TEXTO DO DOCUMENTO =
--------------------------------

Sistemas de saúde são estruturas
dinâmicas e hipercomplexas. Não é possível pensar a saúde em nosso país
sem considerar as profundas transformações estruturais pelas quais
nossa sociedade está passando em vários campos e dimensões, e que
impactam de modo complexo nosso sistema de saúde. Para fins didáticos
podemos chamar esses processos de transições no campo da saúde pública,
embora nem sempre se trate exatamente de passagem de um estado para
outro podendo ocorrer múltiplas expressões heterogêneas presentes em um
mesmo contexto determinado pela dinâmica econômica e social.
Neste primeiro artigo de uma série, vamos tratar da transição demográfica.
Nosso país ainda é predominantemente
composto por uma população de jovens, mas, com uma velocidade crescente,
estamos passando por um contínuo e sustentado processo de
envelhecimento. Para ficar em um bom exemplo, o que os países da Europa
levaram um Século para fazer, o Brasil está fazendo na metade do tempo.
Inúmeros fatores estão envolvidos nesse processo. A taxa de fecundidade
está caindo drasticamente. A mulher brasileira em idade fértiltinha em
média mais de seis filhos no começo dos anos 60 do século passado e
atualmente tem menos de dois. A taxa geral de mortalidade também
apresenta queda significativa, assim como aumenta de modo expressivo a
expectativa de vida ao nascer que era de 70,4 anos em 1990 e em 2010
aumentou para 73,5 anos.

--------------------------------

DADOS FORNECIDOS =
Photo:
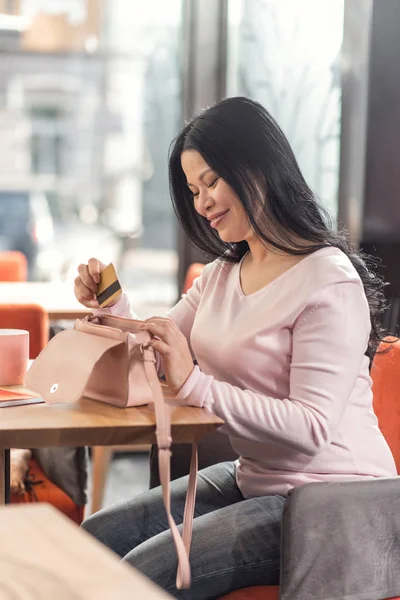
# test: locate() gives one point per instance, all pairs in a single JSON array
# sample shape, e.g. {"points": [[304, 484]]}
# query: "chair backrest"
{"points": [[193, 271], [13, 266], [385, 373], [32, 318]]}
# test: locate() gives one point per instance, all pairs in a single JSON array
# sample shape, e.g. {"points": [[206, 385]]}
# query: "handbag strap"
{"points": [[164, 440]]}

--------------------------------

QUESTÕES DE ESTUDO =
a – Reescreva o trecho do texto sobre saúde pública que vai de "Sistemas de saúde" até "da transição demográfica.", inclusive, trocando "sociedade" por "comunidade".
b – Segundo o texto sobre saúde pública, qual era a expectativa de vida ao nascer em 2010?
c – Liste todas as taxas e medidas da população que o texto sobre saúde pública cita ao tratar do envelhecimento do país.
Os registros vêm de outra fonte.

EXERCÍCIO RESOLVIDO =
a –
Sistemas de saúde são estruturas
dinâmicas e hipercomplexas. Não é possível pensar a saúde em nosso país
sem considerar as profundas transformações estruturais pelas quais
nossa comunidade está passando em vários campos e dimensões, e que
impactam de modo complexo nosso sistema de saúde. Para fins didáticos
podemos chamar esses processos de transições no campo da saúde pública,
embora nem sempre se trate exatamente de passagem de um estado para
outro podendo ocorrer múltiplas expressões heterogêneas presentes em um
mesmo contexto determinado pela dinâmica econômica e social.
Neste primeiro artigo de uma série, vamos tratar da transição demográfica.

b – 73,5 anos.

c – Taxa de fecundidade, taxa geral de mortalidade e expectativa de vida ao nascer.